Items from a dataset
*-*-*

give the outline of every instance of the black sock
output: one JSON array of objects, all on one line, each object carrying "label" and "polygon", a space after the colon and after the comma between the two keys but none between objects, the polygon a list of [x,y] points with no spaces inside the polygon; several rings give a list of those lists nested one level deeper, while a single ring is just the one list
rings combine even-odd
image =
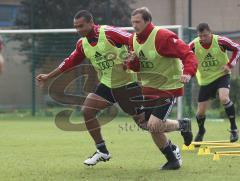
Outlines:
[{"label": "black sock", "polygon": [[98,149],[100,152],[102,152],[102,153],[106,153],[106,154],[109,153],[104,141],[96,144],[96,147],[97,147],[97,149]]},{"label": "black sock", "polygon": [[164,154],[166,159],[170,162],[177,161],[177,158],[175,157],[173,153],[173,145],[171,141],[165,146],[163,149],[161,149],[161,152]]},{"label": "black sock", "polygon": [[228,103],[224,104],[224,109],[230,121],[231,130],[237,129],[236,120],[235,120],[235,108],[234,108],[233,102],[229,101]]},{"label": "black sock", "polygon": [[204,133],[204,131],[205,131],[204,123],[206,120],[206,116],[205,115],[203,115],[203,116],[197,115],[196,119],[197,119],[197,123],[198,123],[199,132]]}]

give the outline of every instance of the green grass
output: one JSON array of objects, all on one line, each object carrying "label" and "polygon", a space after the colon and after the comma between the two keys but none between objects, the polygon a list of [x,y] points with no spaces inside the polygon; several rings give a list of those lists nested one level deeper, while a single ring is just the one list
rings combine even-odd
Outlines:
[{"label": "green grass", "polygon": [[[228,122],[207,122],[206,127],[208,140],[229,137]],[[193,128],[196,132],[195,123]],[[239,180],[240,157],[212,161],[212,156],[197,156],[196,151],[182,153],[180,170],[159,170],[164,157],[150,135],[129,118],[116,118],[102,132],[112,159],[86,167],[84,159],[95,151],[87,132],[62,131],[53,118],[1,116],[0,180]],[[169,137],[182,146],[179,133]]]}]

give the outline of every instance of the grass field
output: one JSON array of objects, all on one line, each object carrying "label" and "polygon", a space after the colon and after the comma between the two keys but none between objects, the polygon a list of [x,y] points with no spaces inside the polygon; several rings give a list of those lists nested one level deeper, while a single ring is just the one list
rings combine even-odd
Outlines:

*-*-*

TASK OBJECTIVE =
Change "every instance" to "all instances" everywhere in the material above, keeping everything else the same. Leave the pictures out of your answer.

EXERCISE RESPONSE =
give the outline of all instances of the black sock
output: one JSON array of objects, all on one line, each object carrying "label" and "polygon", a space after the colon and after the comma between the two keys but none between objects, the polygon a list of [x,y] points with no spaces inside the polygon; several rings give a list of those lists nested one level deeper, while a single ring is just the one list
rings combine even-odd
image =
Outlines:
[{"label": "black sock", "polygon": [[98,149],[100,152],[102,152],[102,153],[106,153],[106,154],[109,153],[104,141],[96,144],[96,147],[97,147],[97,149]]},{"label": "black sock", "polygon": [[164,154],[166,159],[170,162],[177,161],[177,158],[175,157],[173,153],[173,145],[171,141],[165,146],[163,149],[161,149],[161,152]]},{"label": "black sock", "polygon": [[228,103],[224,104],[224,109],[230,121],[231,130],[237,129],[236,120],[235,120],[235,108],[234,108],[233,102],[229,101]]},{"label": "black sock", "polygon": [[204,133],[204,131],[205,131],[204,123],[206,120],[206,116],[205,115],[203,115],[203,116],[197,115],[196,119],[197,119],[197,123],[198,123],[199,132]]}]

give the outline of all instances of the green grass
output: one JSON array of objects, all on one line, each object carrying "label" and "polygon", a space after the colon and after the comma between the two keys but none between objects, the polygon a list of [x,y] points with no spaces inside the polygon; several rings give a list of those lists nested one level deeper, while a single ring is just the one list
rings combine even-odd
Outlines:
[{"label": "green grass", "polygon": [[[228,122],[207,122],[206,127],[208,140],[229,137]],[[193,128],[196,132],[195,123]],[[239,180],[240,157],[212,161],[212,156],[197,156],[196,151],[182,153],[180,170],[159,170],[164,157],[150,135],[129,118],[116,118],[102,132],[112,159],[86,167],[84,159],[95,151],[87,132],[62,131],[53,118],[1,116],[0,180]],[[169,137],[182,146],[179,133]]]}]

give the outline of all instances of the grass field
output: one JSON array of objects, all on one line, each object carrying "label" and "polygon", a space after the colon and after the comma between the two keys but none between objects, the polygon a list of [x,y] points with no spaces inside the polygon; several rings give a list of those lists nested one level deeper, while a single ring is just the one list
rings combine even-odd
Outlines:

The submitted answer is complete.